§ **EXERCISE GOAL**:
Copy out the full passage on clinical characteristics and genomic findings word for word.

§ **READING TEXT**:
============
Key clinical characteristics are indicated, including primary site, type of tissue, and metastatic status at diagnosis, follow-up, and last news. Below is the consistency of detection of gene fusions by RT-PCR and WGS. The numbers of structural variants and single-nucleotide variants as well as indels are reported in a greyscale. The presence of the main copy-number changes, chr 1q gain, chr 16 loss, chr 8 gain, chr 12 gain and interstitial CDKN2A deletion is indicated. Last are listed the most significant mutations and their types. See Supplementary Table S2 for the complete lists of SNVs/indels, SVs, and CNAs. For gene mutations, others refer to: duplication of exon 22 leading to frameshift (STAG2), deletion of exon 2 to 11 (BCOR) and deletion of exons 1 to 6 (ZMYM3).
============
§ **PROVIDED DATA**:
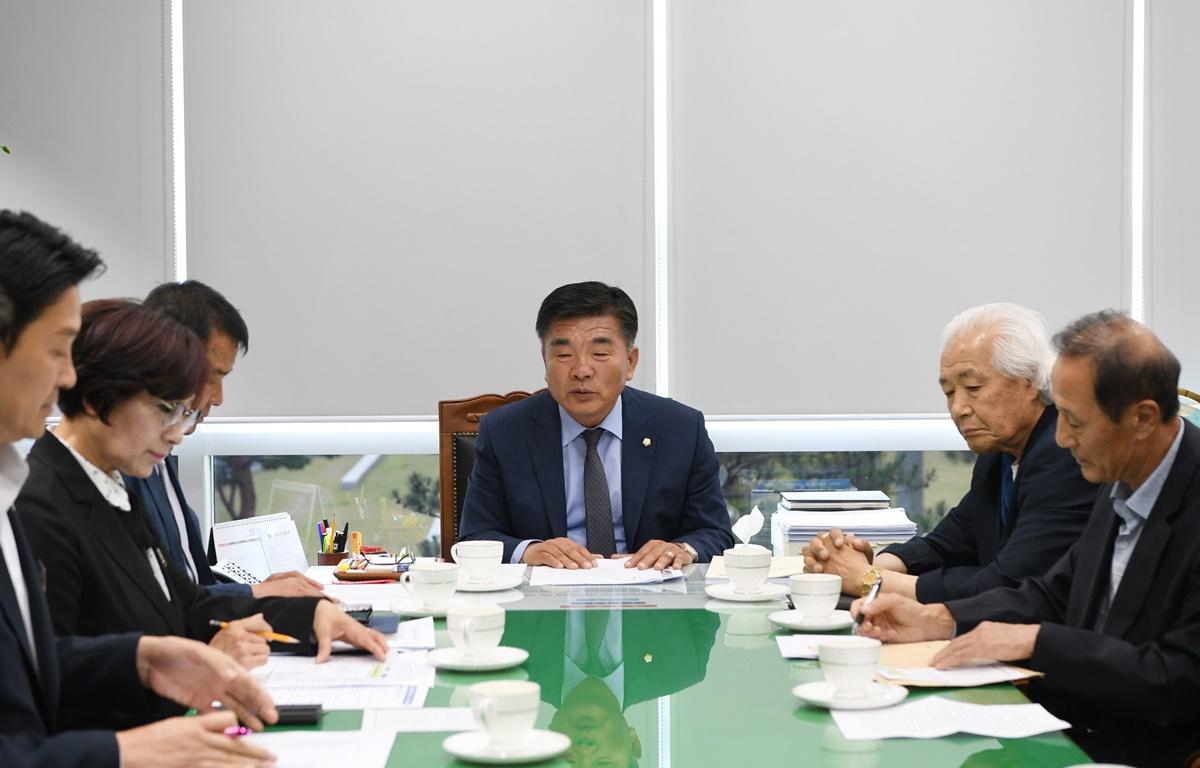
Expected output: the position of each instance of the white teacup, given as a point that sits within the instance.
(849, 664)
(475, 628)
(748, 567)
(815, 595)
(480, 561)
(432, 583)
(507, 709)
============
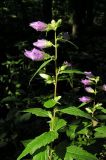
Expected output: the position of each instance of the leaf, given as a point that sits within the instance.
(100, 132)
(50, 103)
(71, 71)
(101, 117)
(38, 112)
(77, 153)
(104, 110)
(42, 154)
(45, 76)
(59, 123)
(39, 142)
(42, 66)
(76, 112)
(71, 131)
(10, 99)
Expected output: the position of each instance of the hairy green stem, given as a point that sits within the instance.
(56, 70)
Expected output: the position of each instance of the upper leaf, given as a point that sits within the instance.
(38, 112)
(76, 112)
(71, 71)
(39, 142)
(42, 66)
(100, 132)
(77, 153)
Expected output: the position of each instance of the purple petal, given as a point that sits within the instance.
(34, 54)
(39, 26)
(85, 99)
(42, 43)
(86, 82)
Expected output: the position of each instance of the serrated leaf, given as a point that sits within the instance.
============
§ **EXPECTED ANSWER**:
Key clinical characteristics are indicated, including primary site, type of tissue, and metastatic status at diagnosis, follow-up, and last news. Below is the consistency of detection of gene fusions by RT-PCR and WGS. The numbers of structural variants and single-nucleotide variants as well as indels are reported in a greyscale. The presence of the main copy-number changes, chr 1q gain, chr 16 loss, chr 8 gain, chr 12 gain and interstitial CDKN2A deletion is indicated. Last are listed the most significant mutations and their types. See Supplementary Table S2 for the complete lists of SNVs/indels, SVs, and CNAs. For gene mutations, others refer to: duplication of exon 22 leading to frameshift (STAG2), deletion of exon 2 to 11 (BCOR) and deletion of exons 1 to 6 (ZMYM3).